(Material supplied):
⟨

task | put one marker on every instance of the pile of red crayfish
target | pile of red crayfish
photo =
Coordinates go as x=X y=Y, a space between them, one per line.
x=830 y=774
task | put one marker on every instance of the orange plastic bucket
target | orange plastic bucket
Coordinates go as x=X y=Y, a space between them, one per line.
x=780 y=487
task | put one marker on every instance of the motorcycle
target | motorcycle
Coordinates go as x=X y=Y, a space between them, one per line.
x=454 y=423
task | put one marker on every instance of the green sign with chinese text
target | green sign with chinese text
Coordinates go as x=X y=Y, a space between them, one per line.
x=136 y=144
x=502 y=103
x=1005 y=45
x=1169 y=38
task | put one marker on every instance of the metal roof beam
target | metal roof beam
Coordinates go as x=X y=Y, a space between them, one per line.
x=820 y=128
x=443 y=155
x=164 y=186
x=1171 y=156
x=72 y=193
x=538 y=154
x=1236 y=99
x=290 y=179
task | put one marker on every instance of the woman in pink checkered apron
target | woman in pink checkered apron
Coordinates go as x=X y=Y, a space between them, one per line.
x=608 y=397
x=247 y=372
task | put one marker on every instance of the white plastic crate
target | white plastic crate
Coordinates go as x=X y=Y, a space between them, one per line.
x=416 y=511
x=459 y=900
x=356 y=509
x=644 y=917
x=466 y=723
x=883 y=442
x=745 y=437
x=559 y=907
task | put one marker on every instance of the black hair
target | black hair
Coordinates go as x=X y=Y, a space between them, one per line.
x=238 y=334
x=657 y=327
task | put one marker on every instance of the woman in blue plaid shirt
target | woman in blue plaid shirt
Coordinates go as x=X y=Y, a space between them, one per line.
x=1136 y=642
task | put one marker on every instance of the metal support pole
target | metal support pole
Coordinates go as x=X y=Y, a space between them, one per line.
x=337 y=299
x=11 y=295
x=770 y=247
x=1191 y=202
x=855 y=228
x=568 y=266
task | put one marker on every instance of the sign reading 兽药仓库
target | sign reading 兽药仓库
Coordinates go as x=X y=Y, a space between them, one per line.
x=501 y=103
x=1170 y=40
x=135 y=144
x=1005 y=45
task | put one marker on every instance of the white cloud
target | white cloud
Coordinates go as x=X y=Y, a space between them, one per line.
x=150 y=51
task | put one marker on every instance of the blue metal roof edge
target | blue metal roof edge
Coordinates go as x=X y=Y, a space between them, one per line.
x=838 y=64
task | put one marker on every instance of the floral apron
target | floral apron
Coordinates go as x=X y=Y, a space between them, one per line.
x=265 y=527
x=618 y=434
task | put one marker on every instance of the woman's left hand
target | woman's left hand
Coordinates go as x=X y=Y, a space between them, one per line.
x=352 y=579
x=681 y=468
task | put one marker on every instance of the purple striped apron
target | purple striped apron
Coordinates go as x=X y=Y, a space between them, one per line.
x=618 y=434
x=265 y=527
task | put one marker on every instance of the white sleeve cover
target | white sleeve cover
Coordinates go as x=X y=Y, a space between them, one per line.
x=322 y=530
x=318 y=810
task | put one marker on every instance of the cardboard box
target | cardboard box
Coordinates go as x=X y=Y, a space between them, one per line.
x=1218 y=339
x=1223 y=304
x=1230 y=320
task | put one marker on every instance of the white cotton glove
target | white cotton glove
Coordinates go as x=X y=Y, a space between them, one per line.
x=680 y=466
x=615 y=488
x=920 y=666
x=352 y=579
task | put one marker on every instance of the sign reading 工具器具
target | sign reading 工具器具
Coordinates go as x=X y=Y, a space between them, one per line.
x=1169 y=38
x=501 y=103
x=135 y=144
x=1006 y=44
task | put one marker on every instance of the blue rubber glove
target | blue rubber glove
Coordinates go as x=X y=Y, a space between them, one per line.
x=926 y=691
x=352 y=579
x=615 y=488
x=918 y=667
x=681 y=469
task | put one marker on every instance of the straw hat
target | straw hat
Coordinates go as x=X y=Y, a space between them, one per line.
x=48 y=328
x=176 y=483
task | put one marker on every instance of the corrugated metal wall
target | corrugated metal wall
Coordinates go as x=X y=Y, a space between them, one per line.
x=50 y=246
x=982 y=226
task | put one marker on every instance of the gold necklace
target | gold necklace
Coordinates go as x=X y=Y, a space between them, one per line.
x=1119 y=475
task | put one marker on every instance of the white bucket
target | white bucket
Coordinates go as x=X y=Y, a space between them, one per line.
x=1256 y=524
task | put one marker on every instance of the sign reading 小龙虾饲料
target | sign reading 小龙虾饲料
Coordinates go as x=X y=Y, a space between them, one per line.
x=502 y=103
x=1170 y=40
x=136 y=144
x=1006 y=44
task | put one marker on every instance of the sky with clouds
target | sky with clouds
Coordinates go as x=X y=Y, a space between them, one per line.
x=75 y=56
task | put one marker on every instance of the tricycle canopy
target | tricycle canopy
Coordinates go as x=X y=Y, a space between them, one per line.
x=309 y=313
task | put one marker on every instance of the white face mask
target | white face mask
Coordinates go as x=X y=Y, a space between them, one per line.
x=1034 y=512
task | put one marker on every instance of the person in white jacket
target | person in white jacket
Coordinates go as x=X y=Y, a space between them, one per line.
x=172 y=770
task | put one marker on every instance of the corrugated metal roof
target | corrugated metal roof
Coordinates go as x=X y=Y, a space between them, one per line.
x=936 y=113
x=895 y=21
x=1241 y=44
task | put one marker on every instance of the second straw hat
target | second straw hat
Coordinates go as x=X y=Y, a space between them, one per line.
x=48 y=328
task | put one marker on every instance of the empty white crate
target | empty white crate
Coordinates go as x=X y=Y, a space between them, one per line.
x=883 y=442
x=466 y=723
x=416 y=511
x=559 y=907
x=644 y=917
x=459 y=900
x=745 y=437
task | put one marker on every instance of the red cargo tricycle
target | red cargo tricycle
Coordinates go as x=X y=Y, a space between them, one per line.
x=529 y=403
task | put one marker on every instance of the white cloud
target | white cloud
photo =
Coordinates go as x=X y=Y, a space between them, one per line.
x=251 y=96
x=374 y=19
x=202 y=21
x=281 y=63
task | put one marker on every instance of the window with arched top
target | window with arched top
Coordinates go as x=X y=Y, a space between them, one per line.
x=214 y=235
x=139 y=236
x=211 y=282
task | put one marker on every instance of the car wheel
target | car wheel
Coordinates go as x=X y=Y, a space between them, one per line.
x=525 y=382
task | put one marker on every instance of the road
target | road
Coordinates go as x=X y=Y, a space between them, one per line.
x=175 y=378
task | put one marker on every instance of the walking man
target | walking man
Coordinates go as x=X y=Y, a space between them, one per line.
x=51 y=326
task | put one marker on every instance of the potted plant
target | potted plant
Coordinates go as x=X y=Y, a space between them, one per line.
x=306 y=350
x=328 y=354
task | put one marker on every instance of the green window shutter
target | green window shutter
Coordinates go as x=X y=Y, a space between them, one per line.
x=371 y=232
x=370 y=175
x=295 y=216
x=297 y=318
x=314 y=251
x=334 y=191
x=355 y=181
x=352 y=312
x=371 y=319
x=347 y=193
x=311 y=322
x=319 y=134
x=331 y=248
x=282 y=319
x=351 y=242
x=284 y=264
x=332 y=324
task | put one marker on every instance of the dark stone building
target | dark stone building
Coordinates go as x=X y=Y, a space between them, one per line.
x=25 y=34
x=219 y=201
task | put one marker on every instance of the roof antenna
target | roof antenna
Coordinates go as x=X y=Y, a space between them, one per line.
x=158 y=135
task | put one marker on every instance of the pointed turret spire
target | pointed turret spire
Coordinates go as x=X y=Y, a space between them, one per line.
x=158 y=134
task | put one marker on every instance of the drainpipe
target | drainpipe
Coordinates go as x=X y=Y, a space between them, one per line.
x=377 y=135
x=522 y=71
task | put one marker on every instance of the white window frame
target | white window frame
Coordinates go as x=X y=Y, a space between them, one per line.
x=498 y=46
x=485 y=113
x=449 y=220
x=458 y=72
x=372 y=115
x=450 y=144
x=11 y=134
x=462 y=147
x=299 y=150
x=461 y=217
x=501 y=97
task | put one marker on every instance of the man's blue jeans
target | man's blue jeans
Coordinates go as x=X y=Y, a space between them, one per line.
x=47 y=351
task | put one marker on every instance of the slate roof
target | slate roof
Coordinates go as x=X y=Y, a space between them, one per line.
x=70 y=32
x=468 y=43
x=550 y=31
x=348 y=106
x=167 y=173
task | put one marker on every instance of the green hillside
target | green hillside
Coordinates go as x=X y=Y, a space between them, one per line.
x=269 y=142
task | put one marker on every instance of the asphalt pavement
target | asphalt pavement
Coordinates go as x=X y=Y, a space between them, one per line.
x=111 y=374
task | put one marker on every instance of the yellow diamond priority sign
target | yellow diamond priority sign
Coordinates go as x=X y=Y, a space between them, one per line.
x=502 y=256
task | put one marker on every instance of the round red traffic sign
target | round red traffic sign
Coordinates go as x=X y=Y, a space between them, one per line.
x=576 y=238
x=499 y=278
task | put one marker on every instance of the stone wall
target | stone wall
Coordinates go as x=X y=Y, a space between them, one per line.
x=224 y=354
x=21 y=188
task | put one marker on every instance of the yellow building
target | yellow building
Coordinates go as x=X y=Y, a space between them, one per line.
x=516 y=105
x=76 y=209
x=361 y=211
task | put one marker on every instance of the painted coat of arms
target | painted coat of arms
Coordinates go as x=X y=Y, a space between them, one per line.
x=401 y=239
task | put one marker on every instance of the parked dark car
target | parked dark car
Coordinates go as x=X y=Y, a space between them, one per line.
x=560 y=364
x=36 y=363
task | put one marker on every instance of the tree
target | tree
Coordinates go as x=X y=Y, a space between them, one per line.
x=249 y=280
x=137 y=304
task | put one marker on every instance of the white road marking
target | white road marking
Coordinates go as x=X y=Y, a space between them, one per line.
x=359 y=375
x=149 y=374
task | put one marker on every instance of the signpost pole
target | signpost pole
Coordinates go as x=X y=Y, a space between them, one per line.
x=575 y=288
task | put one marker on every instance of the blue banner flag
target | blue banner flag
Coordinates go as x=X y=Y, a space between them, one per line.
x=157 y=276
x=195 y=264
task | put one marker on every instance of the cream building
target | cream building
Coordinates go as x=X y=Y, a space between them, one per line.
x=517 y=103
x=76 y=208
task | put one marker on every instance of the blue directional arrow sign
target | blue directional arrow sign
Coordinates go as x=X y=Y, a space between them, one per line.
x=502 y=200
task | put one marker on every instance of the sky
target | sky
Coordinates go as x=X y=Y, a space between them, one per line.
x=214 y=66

⟩

(What is expected):
Up to and including the line with "target | metal roof beam", reproduce the material above exactly as it appears, starting from its first line.

(Result of this exercise):
task | put one marker on every instance of the pile of red crayfish
target | pile of red crayfish
photo =
Coordinates go as x=X y=Y, a space between them, one per line.
x=830 y=774
task | put one marker on every instance of the orange plastic bucket
target | orange plastic bucket
Coordinates go as x=X y=Y, a space between them, one per line.
x=780 y=487
task | put one marker on every instance of the motorcycle
target | motorcycle
Coordinates go as x=X y=Y, a space between them, one per line.
x=454 y=423
task | put one marker on every instance of the green sign with chinese text
target | green sign with chinese text
Coordinates go as x=X y=Y, a space between them, one per line.
x=136 y=144
x=502 y=103
x=1005 y=45
x=1169 y=38
task | put one marker on every instance of the metal roof beam
target | metal roof beam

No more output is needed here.